E-Media DPR RI

Syaiful Huda Minta Kemenhub Intervensi Tingginya Biaya Transportasi Publik Masyarakat Perkotaan

Wakil Ketua Komisi V DPR RI, Syaiful Huda saat Rapat Kerja Komisi V DPR RI dengan Menteri Perhubungan di Gedung Nusantara, Senayan, Jakarta pada Selasa (18/11/2025). Foto: Oji/vel.
Wakil Ketua Komisi V DPR RI, Syaiful Huda saat Rapat Kerja Komisi V DPR RI dengan Menteri Perhubungan di Gedung Nusantara, Senayan, Jakarta pada Selasa (18/11/2025). Foto: Oji/vel.


PARLEMENTARIA, Jakarta
 – Biaya transportasi publik yang masih berada di atas standar internasional menjadi sorotan Wakil Ketua Komisi V DPR RI, Syaiful Huda. Ia menilai ongkos transportasi yang dikeluarkan masyarakat Indonesia, khususnya di beberapa kota besar termasuk daerah pemilihannya, sudah berada pada titik yang memberatkan dan memerlukan intervensi serius dari pemerintah.

Dalam pernyataannya, Huda kembali menegaskan pentingnya penyelesaian isu mahalnya biaya transportasi yang selama ini membebani masyarakat. Sebagai legislator daerah pemilihan Jawa Barat VII yang meliputi Kabupaten Bekasi, Karawang, dan Purwakarta, ia menyebut bahwa wilayah Bekasi Raya termasuk dalam daftar kota dengan ongkos transportasi tertinggi di Indonesia.

“Saya ingin mengulang lagi apa yang dulu pernah saya sampaikan menyangkut soal isu mahalnya ongkos transportasi yang harus dikeluarkan oleh publik kita, yang di atas rata-rata standar internasional,” ujarnya dalam Rapat Kerja Komisi V DPR RI dengan Menteri Perhubungan di Gedung Nusantara, Senayan, Jakarta pada Selasa (18/11/2025).

Huda menjelaskan bahwa masyarakat Bekasi, Depok, dan sejumlah wilayah penyangga Jakarta harus mengalokasikan sekitar Rp1,9 juta per bulan hanya untuk kebutuhan transportasi. Jumlah tersebut mencapai 14 hingga 16 persen dari total biaya hidup bulanan. Padahal, standar internasional merekomendasikan agar porsi biaya transportasi tidak melebihi 10 persen dari pengeluaran masyarakat.

----

→ Ketentuan Tugas: Teruskan berita di atas tentang tingginya biaya transportasi publik di perkotaan, mulai dari kalimat sesudah kalimat terakhirnya.

→ Isi Kumpulan Data:

----

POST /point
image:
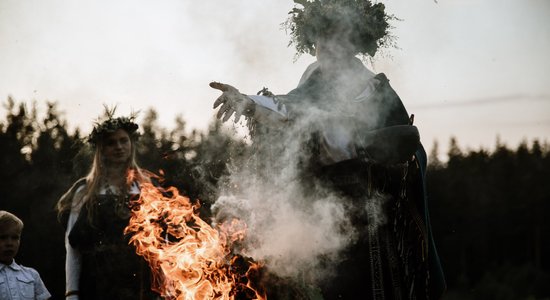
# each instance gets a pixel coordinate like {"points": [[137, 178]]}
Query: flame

----

→ Hasil:
“Di Bekasi itu rata-rata masyarakat harus mengeluarkan anggaran untuk transportasinya hampir Rp1,9 juta dari biaya hidup bulanan. Jadi Rp1,9 juta yang harus dikeluarkan oleh masyarakat Bekasi Raya, Depok, dan seterusnya,” ungkap Huda

Politisi Fraksi PKB ini lantas mendorong Kementerian Perhubungan untuk mengambil langkah terukur melalui pembangunan proyek percontohan (pilot project) di kota-kota dengan ongkos transportasi tertinggi. Menurutnya, upaya ini dapat menjadi standar baru tentang bagaimana sebuah kota mampu menekan biaya transportasinya melalui konektivitas yang baik, integrasi moda, dan dukungan kebijakan pemerintah daerah.

“Saya membayangkan Pak Menteri, kayaknya kita perlu semacam pilot project, paling tidak dari 10 kota di Indonesia yang tingkat kemahalan biaya transportasinya cukup tinggi ini. Karena rata-rata kurang lebih Rp1,9 juta itu prosentase hampir menyentuh 14-16 persen. Sementara standar internasional harus di bawah 10 persen lah,” ujarnya kepada Menteri Perhubungan, Dudy Purwagandhi yang hadir dalam rapat.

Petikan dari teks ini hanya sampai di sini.